Source:
****************
When getting something working for the first time, it's easy to get caught up in Docker or Vargant. Before you run it in production with full access and user data, do you know what code you're running?

Technologies like Docker, Vagrant, Maven, Pip, Apt and many others make it easy to try out new technologies and libraries. This is a boon to development velocity, but it comes with risks too. When there's a nasty bug you want to be able rebuild your system with a precisely targeted fix, without other things silently changing under the covers. In essence you need to know what software you're running, so that you can recreate it later on.

To start with, where is this software coming from and can you trust it? As a good example, the official Debian repositories are well run, and have been for a long time. Packages are built, cryptographically signed, distributed and the signatures checked before installation. If you try to install unsigned packages, you'll encounter friction. By contrast Pip only started using HTTPS by default, verifying HTTP certs and disallowing HTTP by default in 2013.

 

Let's assume though that there's no malicious interference with your downloads. Does that mean that everything is okay?
****************
Data:
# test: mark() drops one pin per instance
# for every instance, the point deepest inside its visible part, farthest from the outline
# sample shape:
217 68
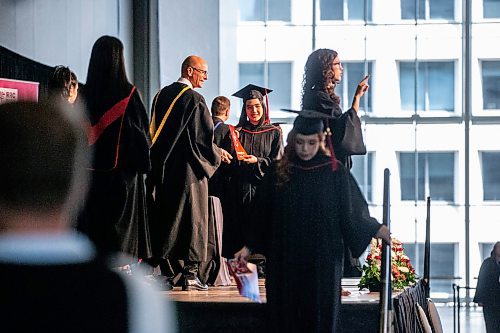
****************
Actions to take:
**a.** Do these statements agree with the article on knowing what software you run? Answer yes or no for each, quoting the deciding words: (i) Debian packages have their signatures checked before installation; (ii) Pip has used HTTPS by default from its beginning; (iii) tools like Docker and Pip make it harder to try out new libraries.
**b.** Write the next part of the article on knowing what software you run, picking up after its last sentence.

Written responses:
**a.**
(i) Yes: "Packages are built, cryptographically signed, distributed and the signatures checked before installation."
(ii) No: "Pip only started using HTTPS by default, verifying HTTP certs and disallowing HTTP by default in 2013."
(iii) No: "make it easy to try out new technologies and libraries."

**b.**
Not quite, another thing to consider is what version of the software you're using. If you pull down whatever the latest version is, how will you tell later on if that was version 1.1, 1.2 or even the head of a git repository? Does what you're using pull in any software itself, and if so what versions of that software is it pulling in?

A Maven snapshot dependency could be buried deep below Vagrant

Each layer of software is something that you must tie down and have confidence in. It's a core feature that Vagrant and Dockerfile might run any code and thus download from the internet, but you may not have considered .deb preinstall scripts. For any software that's being used whether it is your own or third party you need to know which version you're using and that you're getting it from a reputable source. This applies recursively for any dependencies.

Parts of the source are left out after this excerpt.